══ Selected text

As humans we are very skilled at gaining new skills based on what we already learned in the past, we’re quite good at generalizing our knowledge to use in new tasks. But we definitely also have our weaknesses, like we are unable to memorize and process huge amounts of information. That is why  we try to program computers to perform these kind of tasks for us. Even though computers have some clear advantages versus humans, it can be difficult to make a computer smart enough to win against a human expert in decision making situations like playing games. In 1996, for the first time, a computer was able to defeat a grandmaster in chess; Kasparov. The computer was able to defeat Kasparov by computing every possible move until there are no more possibilities. This took enormous computing power, but the progress in playing games didn’t end here. Between 2016 and 2019 Computer Algorithms learned to defeat human experts in Go and Chess with a lot less computing power needed. The acceleration in this technology has only grown in the last years with day-to-day implementations such as self-driving cars, robotics and complex strategic games such as Starcraft II and No Limit Holdem Poker.  You might wonder how they did this. Well, remember Reinforcement Learning?

Introduction to Reinforcement Learning

When working on trying to defeat the grandmaster of chess, it was quickly recognized that computing all the possible solutions and choosing the best solution is not a very efficient way to play (and win) a game. Reinforcement Learning came to the stage and very soon was able to prove its effectivity when it comes to playing, and winning, games. With Reinforcement Learning the computer learns to make optimal decisions for the future.

The process of Reinforcement Learning looks like this:

In Reinforcement Learning the computer (agent) takes actions within a given set of rules and possibilities (environment). Actions can lead to a positive encouragement (rewards) or negative encouragement (punishments). By taking an action, the agent is moving from one situation (state) to the next. Moreover, the environment holds, in case of chess, the rules of the game like physical size of the board and possible steps per type of piece. In Reinforcement Learning it’s about taking the best possible action or path to gain maximum rewards and minimum punishment in the future through observations in a specific situation.

════

- _What is asked_: Copy out the full reinforcement learning passage word for word. Draw only on the reinforcement learning passage.

══ Entries provided

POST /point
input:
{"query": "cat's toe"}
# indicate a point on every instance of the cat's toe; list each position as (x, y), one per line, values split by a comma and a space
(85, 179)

════

- _Task response_:
As humans we are very skilled at gaining new skills based on what we already learned in the past, we’re quite good at generalizing our knowledge to use in new tasks. But we definitely also have our weaknesses, like we are unable to memorize and process huge amounts of information. That is why  we try to program computers to perform these kind of tasks for us. Even though computers have some clear advantages versus humans, it can be difficult to make a computer smart enough to win against a human expert in decision making situations like playing games. In 1996, for the first time, a computer was able to defeat a grandmaster in chess; Kasparov. The computer was able to defeat Kasparov by computing every possible move until there are no more possibilities. This took enormous computing power, but the progress in playing games didn’t end here. Between 2016 and 2019 Computer Algorithms learned to defeat human experts in Go and Chess with a lot less computing power needed. The acceleration in this technology has only grown in the last years with day-to-day implementations such as self-driving cars, robotics and complex strategic games such as Starcraft II and No Limit Holdem Poker.  You might wonder how they did this. Well, remember Reinforcement Learning?

Introduction to Reinforcement Learning

When working on trying to defeat the grandmaster of chess, it was quickly recognized that computing all the possible solutions and choosing the best solution is not a very efficient way to play (and win) a game. Reinforcement Learning came to the stage and very soon was able to prove its effectivity when it comes to playing, and winning, games. With Reinforcement Learning the computer learns to make optimal decisions for the future.

The process of Reinforcement Learning looks like this:

In Reinforcement Learning the computer (agent) takes actions within a given set of rules and possibilities (environment). Actions can lead to a positive encouragement (rewards) or negative encouragement (punishments). By taking an action, the agent is moving from one situation (state) to the next. Moreover, the environment holds, in case of chess, the rules of the game like physical size of the board and possible steps per type of piece. In Reinforcement Learning it’s about taking the best possible action or path to gain maximum rewards and minimum punishment in the future through observations in a specific situation.